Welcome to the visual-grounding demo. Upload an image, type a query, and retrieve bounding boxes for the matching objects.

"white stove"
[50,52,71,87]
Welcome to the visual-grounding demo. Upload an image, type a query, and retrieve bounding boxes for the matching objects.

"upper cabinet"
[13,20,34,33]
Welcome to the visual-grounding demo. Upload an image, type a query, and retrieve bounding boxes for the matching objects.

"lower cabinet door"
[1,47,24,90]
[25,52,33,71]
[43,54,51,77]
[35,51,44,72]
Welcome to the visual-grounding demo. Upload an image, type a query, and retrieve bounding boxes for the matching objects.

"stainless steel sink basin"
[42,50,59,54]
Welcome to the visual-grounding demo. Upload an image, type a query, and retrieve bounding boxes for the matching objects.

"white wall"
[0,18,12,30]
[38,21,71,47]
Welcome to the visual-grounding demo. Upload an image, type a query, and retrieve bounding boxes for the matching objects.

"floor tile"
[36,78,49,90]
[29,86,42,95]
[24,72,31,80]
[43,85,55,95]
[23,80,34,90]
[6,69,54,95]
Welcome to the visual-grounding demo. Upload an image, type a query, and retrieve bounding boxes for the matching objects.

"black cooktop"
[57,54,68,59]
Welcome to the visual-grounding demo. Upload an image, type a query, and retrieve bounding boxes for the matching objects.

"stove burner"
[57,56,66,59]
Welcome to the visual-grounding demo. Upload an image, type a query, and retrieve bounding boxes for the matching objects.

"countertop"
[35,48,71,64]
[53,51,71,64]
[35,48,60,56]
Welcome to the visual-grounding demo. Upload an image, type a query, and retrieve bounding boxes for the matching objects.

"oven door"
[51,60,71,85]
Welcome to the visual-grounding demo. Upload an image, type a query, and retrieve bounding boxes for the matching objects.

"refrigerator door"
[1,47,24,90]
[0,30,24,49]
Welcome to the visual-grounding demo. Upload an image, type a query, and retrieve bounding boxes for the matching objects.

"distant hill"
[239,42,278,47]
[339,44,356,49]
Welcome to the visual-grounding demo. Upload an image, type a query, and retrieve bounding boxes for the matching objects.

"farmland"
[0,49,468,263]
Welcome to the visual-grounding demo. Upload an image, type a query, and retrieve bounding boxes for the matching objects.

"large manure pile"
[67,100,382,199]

◆ ◆ ◆ ◆

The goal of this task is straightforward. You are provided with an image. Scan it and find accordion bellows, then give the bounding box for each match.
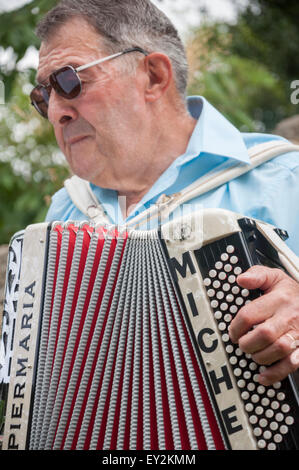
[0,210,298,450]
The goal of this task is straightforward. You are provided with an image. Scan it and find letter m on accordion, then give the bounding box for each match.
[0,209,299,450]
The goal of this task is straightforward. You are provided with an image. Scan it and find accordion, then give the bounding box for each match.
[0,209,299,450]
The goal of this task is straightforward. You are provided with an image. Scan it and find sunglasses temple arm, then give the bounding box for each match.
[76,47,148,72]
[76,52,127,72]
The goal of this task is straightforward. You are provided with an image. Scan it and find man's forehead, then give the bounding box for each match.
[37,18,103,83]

◆ ◆ ◆ ◆

**WHAT YOU NEED TO DO**
Reproduce the lines from the one containing "accordion bellows, then" through the one containing "[76,52,127,72]", inclusive, changing "bounding box" to "enclosing rectangle" and leaving everything else as it is. Leave the pictures out.

**TASK SOLUTION**
The goal of this task is straightforward. You are provided with an image. Scan it and find accordion bellows, then give the enclosing rectangle for each match.
[0,210,298,450]
The goal of this task is straightforward. You are provided with an image. Scan it and find letter m on accordion, then give the enclosing rectangle for each match.
[0,209,299,450]
The goal of this task is straightforward. You are provided with an image. Scan it and find accordion, then give the enclosing rectangle for each match.
[0,209,299,450]
The goal of this task is straightforward. You are provided with an image. Scan it and find sunglasses temple arm, then give the enclosing rectangle for each match.
[76,47,148,72]
[76,52,127,72]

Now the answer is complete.